▶ PASSAGE PROVIDED
Not a terribly peculiar occurrence in itself, I’ll admit: we are opening a new play next week, and the plague has wrought havoc on my cast, so it’s been a carousel of understudies, and Nina is away, so I’m also rehearsing things for her, and, starting tomorrow, we have a one-week reprise of an old play… So it’s not so much that I‘m living at the TT, as that we all are.

Which is why yesterday I had to take my borrowed Molière people (Nina’s, actually) in the makeshift rehearsal room upstairs, while this week’s play was undergoing tech on the stage. Upstairs we had the noisy company of Duccio and Felicita in the wardrobe, getting people to try on costumes for four different things at once, and of the seamstress fitting young Dado’s Russian uniform…

“Won’t they keep quiet?” complained my Valère at one time.”

“Hardly,” I said. “But put it like this: if you can work through this din, nothing is ever going to break your concentration again.”

And actually, we did work though it all – with people coming and going, and Felicita peeking in to borrow Maitre Jacques for more costume work, and our stage manager and lights man passing through with armfuls of props and a thirst for tea, and the yelling from downstairs at one point… We did work, and rather effectively, too. And when Molière was done, Merluche – also one of my own recently promoted understudies – begged for an impromptu rehearsal of his scene as Verseuil in my play.

“Since you are here, and I am here… or do you have to be elsewhere?”

I didn’t, so we went through the scene twice and a half – and a good thing it was, too, and as we went downstairs, I was surprised to find several pupils of the School… I’d entirely forgotten it was class day.

▶ LISTED ENTRIES
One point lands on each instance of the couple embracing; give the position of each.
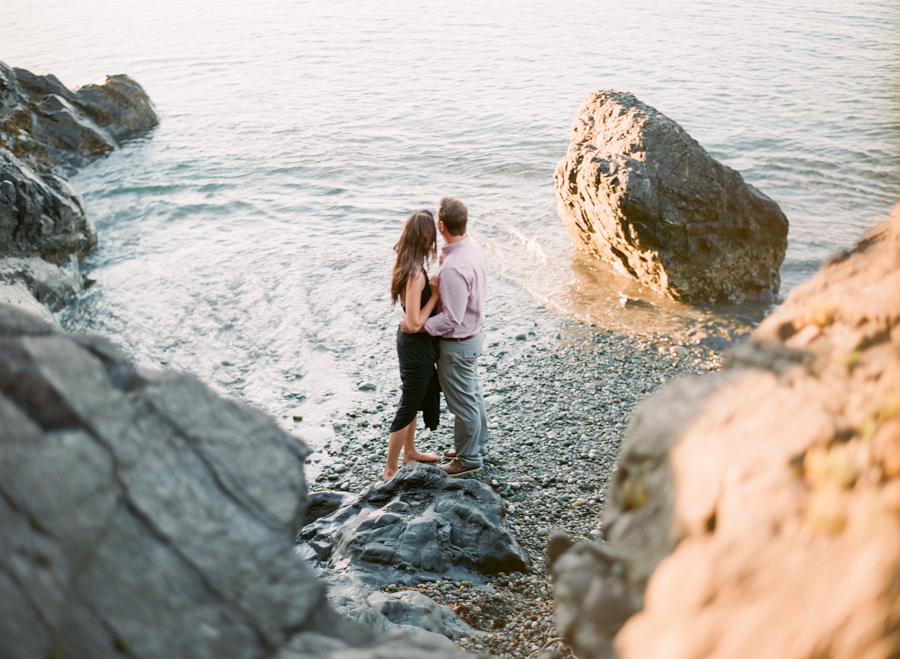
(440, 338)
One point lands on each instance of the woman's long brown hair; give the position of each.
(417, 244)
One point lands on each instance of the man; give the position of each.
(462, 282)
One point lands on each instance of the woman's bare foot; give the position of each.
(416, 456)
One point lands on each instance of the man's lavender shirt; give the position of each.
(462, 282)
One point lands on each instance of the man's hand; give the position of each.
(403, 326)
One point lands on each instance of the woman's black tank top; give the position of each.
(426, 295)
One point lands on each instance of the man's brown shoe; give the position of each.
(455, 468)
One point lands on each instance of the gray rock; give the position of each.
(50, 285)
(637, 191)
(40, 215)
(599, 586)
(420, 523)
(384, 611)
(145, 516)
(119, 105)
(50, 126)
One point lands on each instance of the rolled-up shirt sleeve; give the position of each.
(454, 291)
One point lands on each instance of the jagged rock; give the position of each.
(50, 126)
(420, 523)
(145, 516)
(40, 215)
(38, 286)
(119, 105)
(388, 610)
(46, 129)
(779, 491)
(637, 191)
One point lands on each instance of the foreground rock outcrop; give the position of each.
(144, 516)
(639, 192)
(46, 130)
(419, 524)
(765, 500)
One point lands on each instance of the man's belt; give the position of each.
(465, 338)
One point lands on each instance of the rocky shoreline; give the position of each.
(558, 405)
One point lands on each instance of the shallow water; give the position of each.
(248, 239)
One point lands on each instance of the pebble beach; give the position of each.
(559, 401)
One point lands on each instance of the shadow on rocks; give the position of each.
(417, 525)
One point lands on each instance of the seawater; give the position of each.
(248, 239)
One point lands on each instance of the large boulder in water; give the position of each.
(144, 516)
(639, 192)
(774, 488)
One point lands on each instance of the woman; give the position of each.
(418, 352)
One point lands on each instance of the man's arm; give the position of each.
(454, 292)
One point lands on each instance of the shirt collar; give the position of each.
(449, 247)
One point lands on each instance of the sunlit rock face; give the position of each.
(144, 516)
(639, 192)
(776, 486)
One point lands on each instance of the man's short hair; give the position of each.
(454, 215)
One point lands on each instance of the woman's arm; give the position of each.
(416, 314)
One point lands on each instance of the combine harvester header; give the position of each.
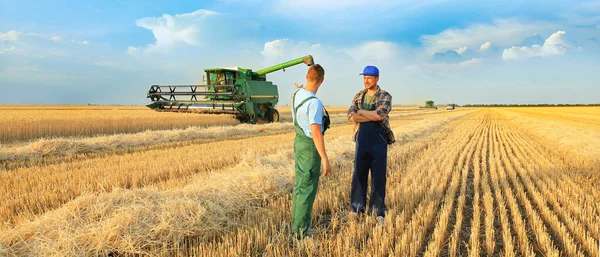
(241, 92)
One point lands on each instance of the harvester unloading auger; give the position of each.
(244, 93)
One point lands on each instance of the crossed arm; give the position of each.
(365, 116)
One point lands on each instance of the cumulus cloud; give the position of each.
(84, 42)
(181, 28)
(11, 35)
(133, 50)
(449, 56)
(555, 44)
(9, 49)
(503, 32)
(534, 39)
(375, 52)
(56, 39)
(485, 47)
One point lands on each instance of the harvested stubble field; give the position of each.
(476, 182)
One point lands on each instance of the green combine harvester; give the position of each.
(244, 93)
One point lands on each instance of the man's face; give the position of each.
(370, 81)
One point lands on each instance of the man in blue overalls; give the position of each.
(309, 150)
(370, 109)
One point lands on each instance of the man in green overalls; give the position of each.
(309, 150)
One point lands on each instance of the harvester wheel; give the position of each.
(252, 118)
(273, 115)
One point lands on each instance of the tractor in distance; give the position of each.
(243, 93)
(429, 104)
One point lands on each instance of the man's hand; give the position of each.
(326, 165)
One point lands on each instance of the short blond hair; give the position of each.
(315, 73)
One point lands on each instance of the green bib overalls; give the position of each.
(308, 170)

▶ WHAT TO DO
**1.** In the theater rehearsal passage, how many times did the narrator and Merluche go through his scene as Verseuil?
**2.** Go on with the theater rehearsal passage, starting after its final sentence.

▶ EXERCISE ANSWERS
**1.** Twice and a half.

**2.**
And the Great Felicita was down in the green room, full of news about the bit of backstage drama that had caused the yelling earlier, and so was the sound man who cornered me on my way out – all of it in whispers, because on the stage they were still doggedly rehearsing…

One huge whorl of chaos – or, if you like, a few whorls of chaos overlapping – and anyone who saw us last night might have legitimately wondered how on earth we manage to accomplish anything at all. The fact being that we do, of course – and you know what? I loved yesterday.

I loved the deranged anthill atmosphere, the breathlessness, the noise, the laughter, the mounds of costumes, the focused work through it all, the bits and pieces and worries of four different plays, all in the air like a juggler’s flying oranges, the stories, the people, Renata with the chair (“I’m leaving this here, because it’s underfoot backstage…”), the Russian uniform, the buzzing, rushing, sparkling aliveness of it.

I do love it all. Why, I even used to play make-believes remarkably like this as a child… and now that I have it in truth, I love it to bits.

Which is, considering, a good thing, because I’m going to have ten solid days of it – and that’s just for now.